**STATED GOAL**
Can you add 56 to every bounding-box coordinate in the answers and write the listing's lines out again, requests included, beginning at the line that contains "Which region of this frame contains the cabinet drawer?" and stopping after the line that contains "[333,353,362,369]"?

Start of SUPPLIED RECORDS

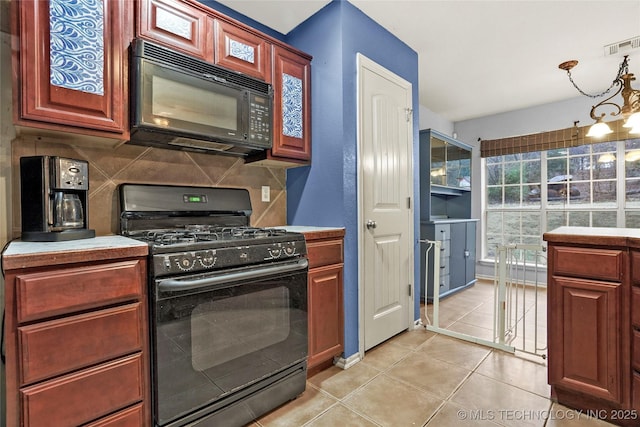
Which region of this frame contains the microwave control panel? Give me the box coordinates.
[249,93,271,147]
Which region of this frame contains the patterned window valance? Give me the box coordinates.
[480,120,637,157]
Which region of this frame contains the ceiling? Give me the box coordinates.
[218,0,640,122]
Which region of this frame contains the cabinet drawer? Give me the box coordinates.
[631,372,640,411]
[20,354,143,426]
[631,251,640,286]
[137,0,213,62]
[307,240,344,268]
[86,404,147,427]
[214,20,271,83]
[551,246,624,282]
[631,286,640,329]
[18,303,143,384]
[16,260,145,323]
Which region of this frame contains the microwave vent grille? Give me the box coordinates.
[139,40,270,95]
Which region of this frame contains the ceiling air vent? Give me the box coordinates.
[604,36,640,56]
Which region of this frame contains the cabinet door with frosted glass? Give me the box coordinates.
[215,20,271,83]
[13,0,133,138]
[271,46,311,160]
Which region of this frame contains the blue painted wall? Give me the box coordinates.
[287,0,419,357]
[201,0,420,357]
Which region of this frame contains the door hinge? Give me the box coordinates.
[404,108,413,122]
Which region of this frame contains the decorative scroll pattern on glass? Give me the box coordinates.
[49,0,104,95]
[156,8,193,40]
[229,40,256,64]
[282,73,302,138]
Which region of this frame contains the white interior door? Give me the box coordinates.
[358,54,414,351]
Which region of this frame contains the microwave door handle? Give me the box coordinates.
[158,258,309,292]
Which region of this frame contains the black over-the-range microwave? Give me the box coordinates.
[129,39,273,156]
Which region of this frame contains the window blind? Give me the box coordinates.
[480,119,637,157]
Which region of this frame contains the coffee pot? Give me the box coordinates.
[20,156,95,242]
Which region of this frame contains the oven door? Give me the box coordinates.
[152,258,308,426]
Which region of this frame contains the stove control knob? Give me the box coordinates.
[175,254,196,271]
[198,251,218,267]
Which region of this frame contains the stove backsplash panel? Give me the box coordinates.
[11,138,287,238]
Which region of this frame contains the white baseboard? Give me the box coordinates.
[333,353,362,369]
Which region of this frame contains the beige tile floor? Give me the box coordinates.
[251,282,611,427]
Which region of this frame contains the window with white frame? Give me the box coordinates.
[483,139,640,259]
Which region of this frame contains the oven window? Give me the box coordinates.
[191,287,291,371]
[154,273,308,425]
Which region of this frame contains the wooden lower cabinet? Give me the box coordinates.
[305,229,344,376]
[548,277,623,404]
[544,231,640,426]
[3,248,151,427]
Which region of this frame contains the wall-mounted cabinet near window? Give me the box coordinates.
[420,129,477,301]
[420,129,471,221]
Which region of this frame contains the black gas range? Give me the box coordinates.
[119,184,308,427]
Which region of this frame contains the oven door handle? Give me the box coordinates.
[158,258,309,292]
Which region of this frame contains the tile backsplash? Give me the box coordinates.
[11,138,287,238]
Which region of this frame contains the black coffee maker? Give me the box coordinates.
[20,156,96,242]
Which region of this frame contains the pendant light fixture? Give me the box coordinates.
[558,55,640,138]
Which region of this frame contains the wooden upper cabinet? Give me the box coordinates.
[215,20,271,83]
[12,0,133,139]
[271,46,311,161]
[137,0,213,62]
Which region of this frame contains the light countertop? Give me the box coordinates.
[2,235,149,270]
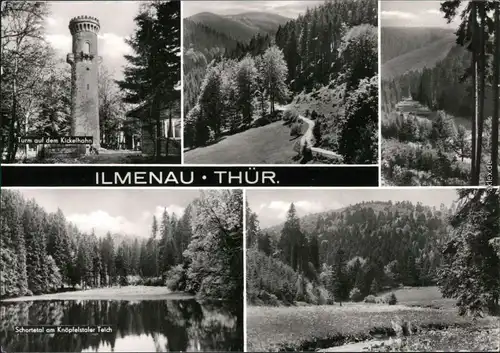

End of SUPPLIED RECORDS

**RESPONSE TO THIS TASK**
Which region of this frame contains the cabinet drawer? Give me the box coordinates.
[687,428,696,467]
[76,410,199,482]
[687,307,696,342]
[193,56,269,118]
[363,296,400,324]
[142,460,203,483]
[270,76,327,139]
[607,302,680,338]
[687,342,696,385]
[74,359,199,440]
[72,316,201,379]
Which region of this frame contains the microwave vent grille? Give me the box coordinates.
[195,96,326,151]
Which region of this frame contains the ceiling air vent? Give me the box coordinates.
[660,92,696,112]
Which region of this frame contains the cabinet door with frosted glass? Give me the box coordinates.
[271,76,327,139]
[69,56,189,194]
[327,102,367,216]
Which region of this frame contains the blue painted wall? Give me the box coordinates.
[343,56,475,413]
[257,56,476,413]
Which region of this frame contains the door hinge? Give me the box coordinates.
[460,164,469,178]
Which region of this frame contains the decorative scroll pattern on glass? Give me the box coordinates.
[105,56,160,151]
[212,64,249,96]
[285,96,312,120]
[338,129,358,194]
Which region of this frame contains the white interior door? Give me the box coordinates.
[414,110,470,407]
Which region of this frame contains the microwave door handle? Give me the box coordinates.
[214,314,365,348]
Which region of this frame contains the black over-the-range microwave? Give me the box coordinates.
[185,95,329,212]
Which region of this frame contains the window blind? Give me the box coordinates.
[536,175,693,213]
Which region of this frame contains the coffee pot? Give me the box coordinates.
[76,212,151,298]
Which region of this frame contains the oven door? Give me the box coordinates.
[208,314,364,482]
Which region of this frame contains the stove control knob? Give me the box coordinates.
[231,310,252,327]
[254,307,274,323]
Which region of this frame contains the stove backsplash panel? Give me the box coordinates.
[67,194,343,294]
Which region of this frame contains the white baseboard? Give me the box coordinates.
[389,409,418,425]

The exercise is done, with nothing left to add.